Extrait d'article:
# # #

La réalisatrice Anne Fontaine évoque à la fois le sort des migrants et le quotidien des policiers dans ce film sombre, fort et stylisé, avec Virginie Efira, Omar Sy et Grégory Gadebois.
Demande d’asile refusée, un migrant doit être conduit du centre de rétention à l’aéroport de Roissy, y prendre un avion de retour vers son pays, le Tadjikistan. La mission nocturne est confiée à trois policiers, Virginie, Aristide, Erik, joués par Virginie Efira, Omar Sy et Grégory Gadebois, dans le film de Anne Fontaine, « Police » (sortie le 2 septembre), adaptation d’un livre de Hugo Boris.
Avant de retrouver ces quatre personnages dans une voiture de police, le film s’ouvre d’abord en plusieurs chapitres, les mêmes séquences vécues de façon différente par les trois flics. « Chaque personnage a son moment et ça met le spectateur dans une proximité plus intime », confie la cinéaste (« Nettoyage à sec », « Coco avant Chanel », « Gemma Bovery », « Les Innocentes », « Marvin ou la belle éducation »…). On découvre ainsi les traumas et tracas de chacun, sa vie, ses emmerdes : maman d’un bébé de 18 mois, Virginie a rendez-vous le lendemain pour aller se faire avorter, enceinte qu’elle est de son amant et collègue Aristide ; derrière les blagues faciles, celui-ci fait le vide en lui et entend « souffler le vent dans sa tête » ; en guerre avec madame, Erik ne résiste pas à sa flasque d’alcool cachée dans son uniforme, et ne voit dans ce boulot d’un soir que juste « emmener un type d’un point A à un point B ».

# # #

Lignes fournies:

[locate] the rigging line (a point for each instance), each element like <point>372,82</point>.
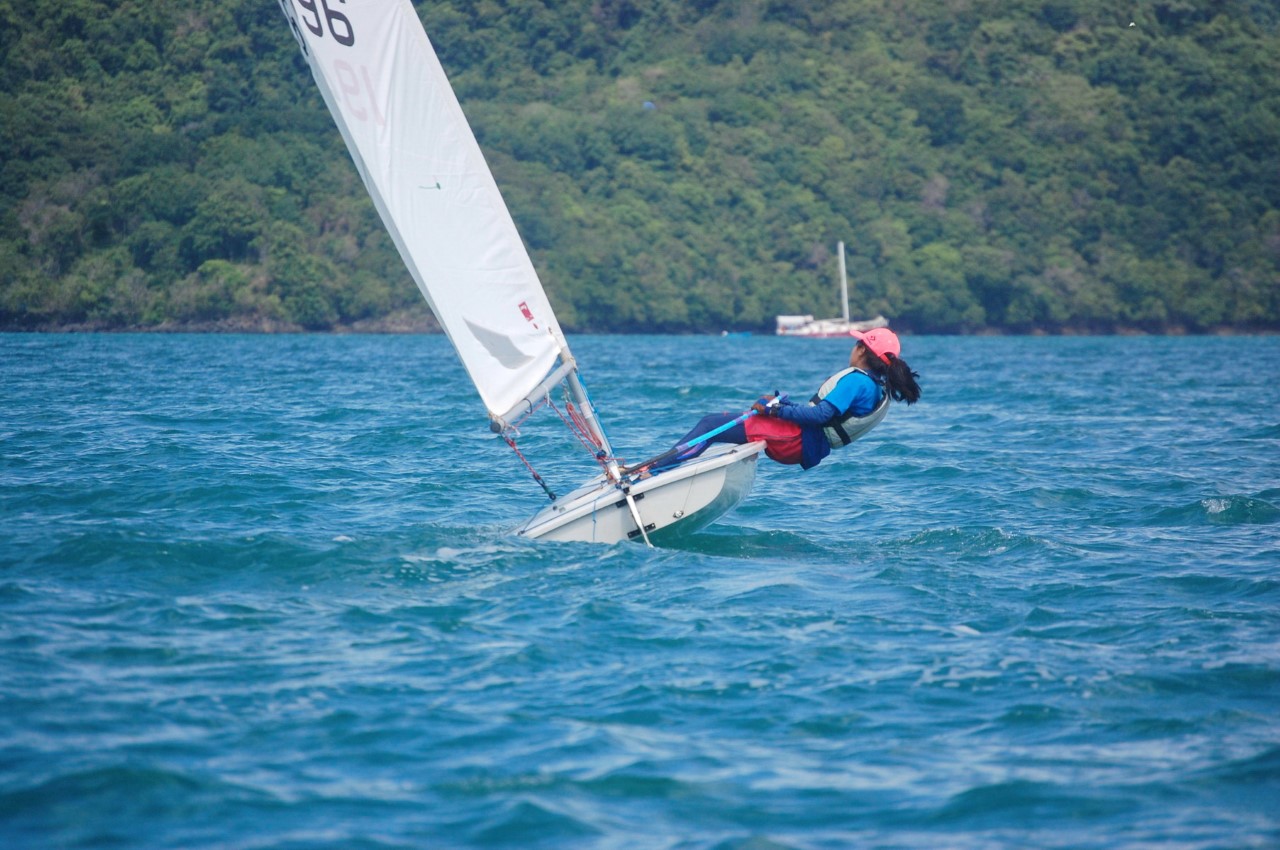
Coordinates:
<point>530,467</point>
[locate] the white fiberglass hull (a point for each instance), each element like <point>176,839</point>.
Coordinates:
<point>680,499</point>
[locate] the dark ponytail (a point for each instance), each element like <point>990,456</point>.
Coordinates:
<point>897,376</point>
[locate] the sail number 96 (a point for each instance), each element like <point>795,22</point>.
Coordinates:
<point>339,26</point>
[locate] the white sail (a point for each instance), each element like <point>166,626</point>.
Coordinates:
<point>423,168</point>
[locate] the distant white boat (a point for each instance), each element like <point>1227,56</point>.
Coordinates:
<point>828,328</point>
<point>430,183</point>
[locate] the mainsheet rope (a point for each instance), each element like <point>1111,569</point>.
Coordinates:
<point>575,421</point>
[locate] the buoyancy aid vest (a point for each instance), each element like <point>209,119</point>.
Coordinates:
<point>845,429</point>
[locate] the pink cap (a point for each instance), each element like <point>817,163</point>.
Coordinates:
<point>881,341</point>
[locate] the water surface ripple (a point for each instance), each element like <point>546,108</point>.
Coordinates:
<point>261,593</point>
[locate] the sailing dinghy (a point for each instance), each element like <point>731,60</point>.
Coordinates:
<point>429,181</point>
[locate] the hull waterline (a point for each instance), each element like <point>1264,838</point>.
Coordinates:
<point>671,503</point>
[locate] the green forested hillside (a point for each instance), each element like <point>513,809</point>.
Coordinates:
<point>673,165</point>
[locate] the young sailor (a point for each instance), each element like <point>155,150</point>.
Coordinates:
<point>846,406</point>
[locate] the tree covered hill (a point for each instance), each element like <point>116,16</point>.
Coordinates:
<point>673,165</point>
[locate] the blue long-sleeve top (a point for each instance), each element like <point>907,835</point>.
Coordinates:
<point>856,393</point>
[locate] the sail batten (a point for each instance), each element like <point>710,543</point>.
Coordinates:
<point>428,178</point>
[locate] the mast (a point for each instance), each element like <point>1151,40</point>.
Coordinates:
<point>844,280</point>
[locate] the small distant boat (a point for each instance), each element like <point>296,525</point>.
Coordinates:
<point>828,328</point>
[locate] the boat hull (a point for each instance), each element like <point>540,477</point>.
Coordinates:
<point>672,503</point>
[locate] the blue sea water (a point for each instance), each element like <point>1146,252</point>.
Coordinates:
<point>261,593</point>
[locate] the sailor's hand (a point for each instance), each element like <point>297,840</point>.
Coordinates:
<point>766,406</point>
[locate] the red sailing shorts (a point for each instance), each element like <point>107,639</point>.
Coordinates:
<point>780,437</point>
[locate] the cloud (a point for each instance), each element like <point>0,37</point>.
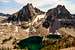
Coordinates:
<point>4,1</point>
<point>8,11</point>
<point>38,3</point>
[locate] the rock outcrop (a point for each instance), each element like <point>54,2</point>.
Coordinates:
<point>27,13</point>
<point>60,12</point>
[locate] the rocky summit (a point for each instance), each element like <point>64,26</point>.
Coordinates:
<point>27,13</point>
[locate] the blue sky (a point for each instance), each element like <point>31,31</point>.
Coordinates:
<point>12,6</point>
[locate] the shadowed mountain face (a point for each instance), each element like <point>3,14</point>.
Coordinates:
<point>60,12</point>
<point>27,13</point>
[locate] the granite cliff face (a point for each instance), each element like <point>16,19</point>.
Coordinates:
<point>59,12</point>
<point>27,13</point>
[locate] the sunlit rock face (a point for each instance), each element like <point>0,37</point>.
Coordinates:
<point>27,13</point>
<point>59,12</point>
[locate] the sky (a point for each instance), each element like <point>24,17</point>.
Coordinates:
<point>12,6</point>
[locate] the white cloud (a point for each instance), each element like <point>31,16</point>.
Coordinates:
<point>38,3</point>
<point>8,11</point>
<point>5,1</point>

# # #

Court exercice: Recopiez le passage de l'article sur le film « Police » qui va de « La réalisatrice Anne » jusqu'à « et Grégory Gadebois. », en changeant « sombre » en « noir ». Les lignes fournies n'ont aucun lien avec l'article.

Corrigé:
La réalisatrice Anne Fontaine évoque à la fois le sort des migrants et le quotidien des policiers dans ce film noir, fort et stylisé, avec Virginie Efira, Omar Sy et Grégory Gadebois.